Bounding-box records
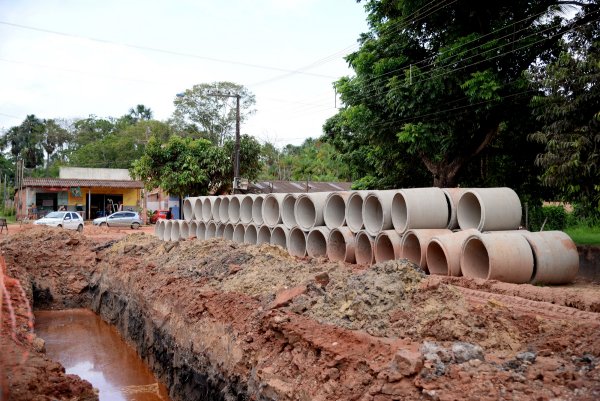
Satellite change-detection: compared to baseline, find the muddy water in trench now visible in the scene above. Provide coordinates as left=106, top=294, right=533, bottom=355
left=35, top=309, right=169, bottom=401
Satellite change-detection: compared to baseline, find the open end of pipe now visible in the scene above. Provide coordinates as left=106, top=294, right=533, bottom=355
left=288, top=229, right=306, bottom=257
left=256, top=226, right=271, bottom=245
left=363, top=196, right=383, bottom=234
left=306, top=230, right=327, bottom=258
left=295, top=197, right=317, bottom=229
left=460, top=238, right=490, bottom=279
left=252, top=196, right=264, bottom=224
left=346, top=195, right=363, bottom=232
left=327, top=231, right=346, bottom=262
left=281, top=196, right=296, bottom=228
left=402, top=232, right=421, bottom=266
left=457, top=192, right=481, bottom=230
left=427, top=241, right=450, bottom=276
left=323, top=195, right=346, bottom=228
left=392, top=193, right=408, bottom=233
left=354, top=232, right=373, bottom=265
left=271, top=227, right=287, bottom=249
left=262, top=197, right=280, bottom=226
left=375, top=234, right=396, bottom=263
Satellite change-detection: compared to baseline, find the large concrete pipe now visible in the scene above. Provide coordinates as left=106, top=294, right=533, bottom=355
left=457, top=188, right=521, bottom=231
left=392, top=188, right=448, bottom=234
left=231, top=223, right=246, bottom=243
left=459, top=230, right=534, bottom=284
left=262, top=194, right=286, bottom=227
left=281, top=193, right=298, bottom=230
left=354, top=230, right=375, bottom=266
left=202, top=196, right=218, bottom=224
left=287, top=227, right=306, bottom=258
left=373, top=230, right=402, bottom=263
left=327, top=227, right=356, bottom=263
left=227, top=195, right=245, bottom=224
left=272, top=224, right=290, bottom=249
left=219, top=195, right=231, bottom=223
left=306, top=226, right=331, bottom=258
left=508, top=230, right=579, bottom=284
left=362, top=189, right=398, bottom=237
left=198, top=221, right=206, bottom=241
left=426, top=228, right=478, bottom=277
left=256, top=225, right=271, bottom=245
left=346, top=191, right=369, bottom=233
left=221, top=223, right=235, bottom=241
left=205, top=221, right=220, bottom=239
left=240, top=195, right=256, bottom=224
left=294, top=192, right=329, bottom=231
left=240, top=223, right=258, bottom=245
left=401, top=228, right=452, bottom=272
left=442, top=188, right=469, bottom=230
left=252, top=195, right=265, bottom=225
left=323, top=192, right=350, bottom=230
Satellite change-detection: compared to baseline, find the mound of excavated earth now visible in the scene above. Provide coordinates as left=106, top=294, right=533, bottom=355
left=0, top=227, right=600, bottom=401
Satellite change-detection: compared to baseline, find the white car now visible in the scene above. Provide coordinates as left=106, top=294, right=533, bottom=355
left=33, top=212, right=83, bottom=232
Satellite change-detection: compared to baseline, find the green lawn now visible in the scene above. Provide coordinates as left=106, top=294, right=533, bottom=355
left=564, top=225, right=600, bottom=245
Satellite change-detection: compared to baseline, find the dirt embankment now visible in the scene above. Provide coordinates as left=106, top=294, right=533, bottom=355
left=2, top=225, right=600, bottom=401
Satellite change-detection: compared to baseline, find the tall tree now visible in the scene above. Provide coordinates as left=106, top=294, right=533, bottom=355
left=173, top=82, right=256, bottom=145
left=324, top=0, right=600, bottom=186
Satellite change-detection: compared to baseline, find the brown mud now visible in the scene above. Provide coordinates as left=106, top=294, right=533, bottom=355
left=0, top=228, right=600, bottom=401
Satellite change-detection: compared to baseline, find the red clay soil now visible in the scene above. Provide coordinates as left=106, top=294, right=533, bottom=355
left=0, top=227, right=600, bottom=401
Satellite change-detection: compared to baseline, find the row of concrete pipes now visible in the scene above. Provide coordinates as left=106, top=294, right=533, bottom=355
left=156, top=188, right=579, bottom=284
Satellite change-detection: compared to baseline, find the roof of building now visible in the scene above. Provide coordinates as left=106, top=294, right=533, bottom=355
left=23, top=178, right=144, bottom=188
left=247, top=181, right=352, bottom=193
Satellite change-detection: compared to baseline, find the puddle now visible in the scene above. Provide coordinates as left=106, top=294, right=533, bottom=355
left=35, top=309, right=169, bottom=401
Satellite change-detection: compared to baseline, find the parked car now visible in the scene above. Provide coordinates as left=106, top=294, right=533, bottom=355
left=33, top=212, right=83, bottom=232
left=150, top=210, right=169, bottom=224
left=92, top=212, right=142, bottom=229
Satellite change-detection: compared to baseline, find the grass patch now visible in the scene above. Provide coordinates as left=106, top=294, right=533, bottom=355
left=564, top=225, right=600, bottom=245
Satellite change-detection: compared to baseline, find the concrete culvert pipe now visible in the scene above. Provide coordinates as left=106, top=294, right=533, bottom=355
left=306, top=226, right=331, bottom=258
left=294, top=192, right=329, bottom=231
left=442, top=188, right=469, bottom=230
left=231, top=223, right=246, bottom=243
left=240, top=195, right=256, bottom=224
left=345, top=191, right=369, bottom=233
left=373, top=230, right=402, bottom=263
left=287, top=227, right=306, bottom=258
left=460, top=230, right=533, bottom=284
left=281, top=194, right=298, bottom=229
left=323, top=192, right=350, bottom=230
left=426, top=228, right=478, bottom=277
left=327, top=227, right=356, bottom=263
left=457, top=188, right=521, bottom=231
left=362, top=189, right=398, bottom=237
left=198, top=221, right=206, bottom=241
left=240, top=223, right=258, bottom=245
left=205, top=221, right=219, bottom=239
left=391, top=188, right=448, bottom=234
left=221, top=223, right=235, bottom=241
left=262, top=194, right=286, bottom=227
left=354, top=230, right=375, bottom=266
left=219, top=195, right=231, bottom=223
left=272, top=224, right=290, bottom=249
left=256, top=225, right=271, bottom=245
left=401, top=228, right=452, bottom=273
left=252, top=195, right=265, bottom=225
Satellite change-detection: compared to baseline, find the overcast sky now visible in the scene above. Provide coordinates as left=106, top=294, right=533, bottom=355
left=0, top=0, right=367, bottom=147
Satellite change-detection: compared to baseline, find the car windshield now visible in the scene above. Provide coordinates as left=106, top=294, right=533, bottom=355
left=46, top=212, right=65, bottom=219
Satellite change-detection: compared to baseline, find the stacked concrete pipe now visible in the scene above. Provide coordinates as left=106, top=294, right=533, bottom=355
left=327, top=227, right=356, bottom=263
left=323, top=192, right=350, bottom=230
left=306, top=226, right=331, bottom=258
left=402, top=228, right=452, bottom=272
left=460, top=230, right=534, bottom=284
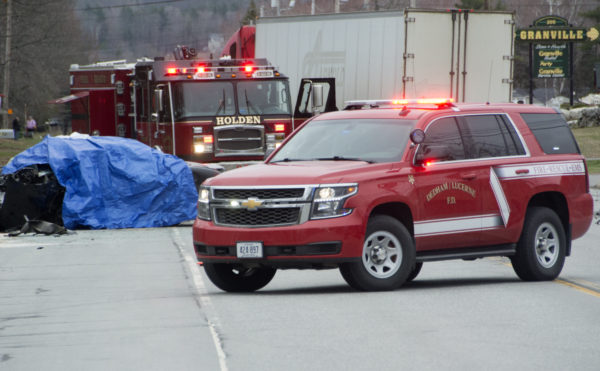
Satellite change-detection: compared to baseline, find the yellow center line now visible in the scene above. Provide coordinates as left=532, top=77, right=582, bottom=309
left=554, top=279, right=600, bottom=298
left=496, top=259, right=600, bottom=298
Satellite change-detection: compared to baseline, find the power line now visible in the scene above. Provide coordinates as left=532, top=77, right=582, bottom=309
left=75, top=0, right=185, bottom=12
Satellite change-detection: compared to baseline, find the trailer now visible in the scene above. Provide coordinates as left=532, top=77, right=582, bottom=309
left=253, top=9, right=515, bottom=108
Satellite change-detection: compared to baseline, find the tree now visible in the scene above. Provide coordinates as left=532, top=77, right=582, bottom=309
left=0, top=0, right=93, bottom=129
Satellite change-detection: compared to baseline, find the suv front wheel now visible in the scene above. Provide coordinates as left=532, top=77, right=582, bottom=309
left=340, top=215, right=415, bottom=291
left=511, top=207, right=567, bottom=281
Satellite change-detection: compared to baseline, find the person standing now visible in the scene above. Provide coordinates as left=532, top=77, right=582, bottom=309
left=13, top=116, right=21, bottom=140
left=26, top=116, right=37, bottom=138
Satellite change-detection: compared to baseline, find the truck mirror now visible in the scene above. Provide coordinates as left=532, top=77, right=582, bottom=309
left=311, top=84, right=323, bottom=112
left=154, top=89, right=163, bottom=113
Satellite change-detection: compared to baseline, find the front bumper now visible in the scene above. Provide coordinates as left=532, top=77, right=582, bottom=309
left=193, top=210, right=365, bottom=268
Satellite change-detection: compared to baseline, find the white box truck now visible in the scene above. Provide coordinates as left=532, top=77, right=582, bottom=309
left=255, top=9, right=514, bottom=109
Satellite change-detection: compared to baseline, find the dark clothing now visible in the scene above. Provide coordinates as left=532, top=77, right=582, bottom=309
left=13, top=118, right=21, bottom=140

**Instruction:**
Lay out the records above as a two-column CSV headed request,box, one row per request, with its text in a quoted request field, its answer in a quoted box field, and line breaks turned into spaces. Begin at the start of the records, stop after the line that contains "left=375, top=234, right=396, bottom=263", and leave out the pictures.

**The result:**
request,box
"Satellite change-detection: compared to baseline, find the muddy water in trench now visible in the scene above. Provide coordinates as left=106, top=294, right=533, bottom=355","left=35, top=309, right=169, bottom=401"
"Satellite change-detection: compared to baseline, find the open end of pipe now visible in the scene above. Provide coordinates as left=106, top=294, right=533, bottom=355","left=288, top=229, right=306, bottom=257 left=256, top=226, right=271, bottom=245 left=363, top=196, right=383, bottom=234 left=306, top=230, right=327, bottom=258 left=295, top=197, right=317, bottom=229 left=460, top=238, right=490, bottom=279 left=252, top=196, right=264, bottom=224 left=346, top=195, right=363, bottom=232 left=327, top=231, right=346, bottom=262 left=281, top=196, right=296, bottom=228 left=402, top=232, right=421, bottom=266 left=457, top=192, right=481, bottom=230 left=427, top=241, right=450, bottom=276 left=323, top=195, right=346, bottom=228 left=392, top=193, right=408, bottom=233 left=354, top=232, right=373, bottom=265 left=271, top=227, right=287, bottom=249 left=262, top=197, right=280, bottom=226 left=375, top=234, right=396, bottom=263"